[Text]:
We observe that the “Texto de la respuesta” + “Seleccion en la respuesta” represents the same piece of information, that is, the option that the students selected. Moreover, we are using machine learning models later on where “Texto de la respuesta” seems to be more useful. We remove “Seleccion en la respuesta”

answers_df = DF.discard(answers_df, ["Texto de la respuesta"])

2. Events.csv

events_df = DF.from_csv!(Constants.get_events_file_path(), dtypes: %{"Participante" => :string})

In events.csv, there are some interesting time component to be consider when addressing our research questions.

DF.dtypes(events_df)
different_event_df = DF.select(events_df, ["Tipo de evento"]) |> DF.distinct()

We can see that the “Ocurrío en” column contains a string datatype.

In Elixir, there is an interesting module DateTime that represents a special data structure for date and time. More interestingly, there is a built-in function that directly computes the time differences in seconds. To generate this data structure, we need different information such as year, month, date, time, timezone, etc. So what we need to do first is to gather all this information from the string. Hence, a special module is created, called “TimeParser”

[Provided data]:
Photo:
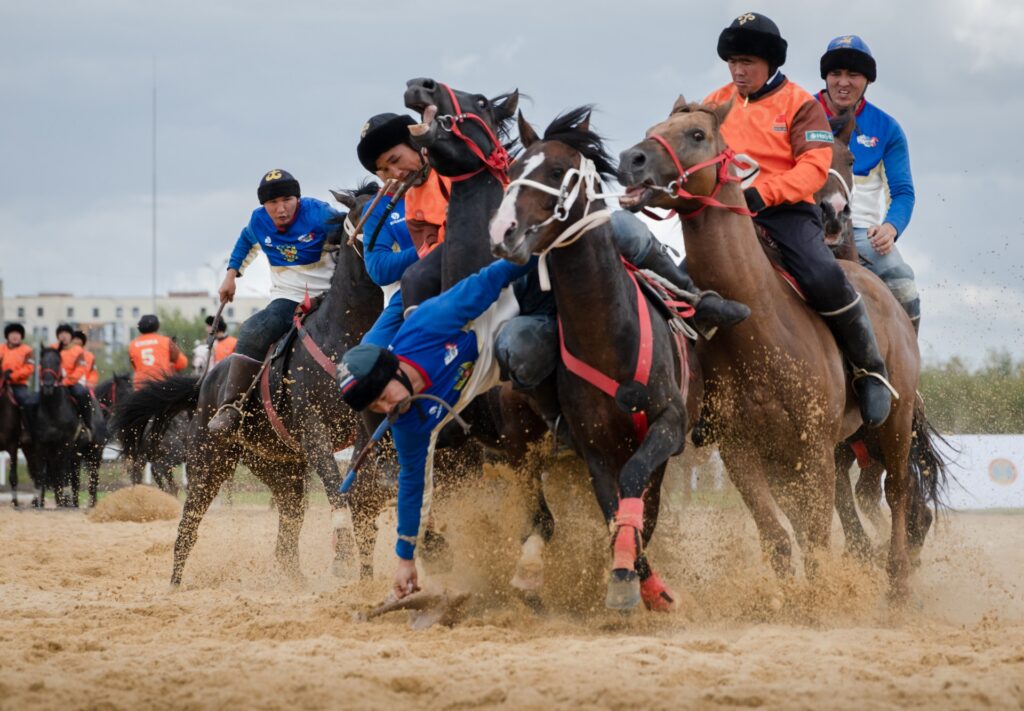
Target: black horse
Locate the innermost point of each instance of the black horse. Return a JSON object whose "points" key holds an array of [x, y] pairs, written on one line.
{"points": [[314, 420], [628, 382]]}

[Challenge A]:
Using the text, answer each question in one line:
(i) Which column of events.csv contains a string datatype?
(ii) What is the name of the special module that is created?
(iii) In what unit does the built-in DateTime function compute time differences?
[Challenge B]:
Based on the text, explain why the TimeParser module is needed.

[Expected answer A]:
(i) The "Ocurrío en" column.
(ii) "TimeParser".
(iii) Seconds.

[Expected answer B]:
Building Elixir's DateTime structure requires separate pieces of information such as year, month, date, time and timezone. In events.csv, that information sits inside a string, so it must first be gathered from the string. TimeParser was created for that purpose.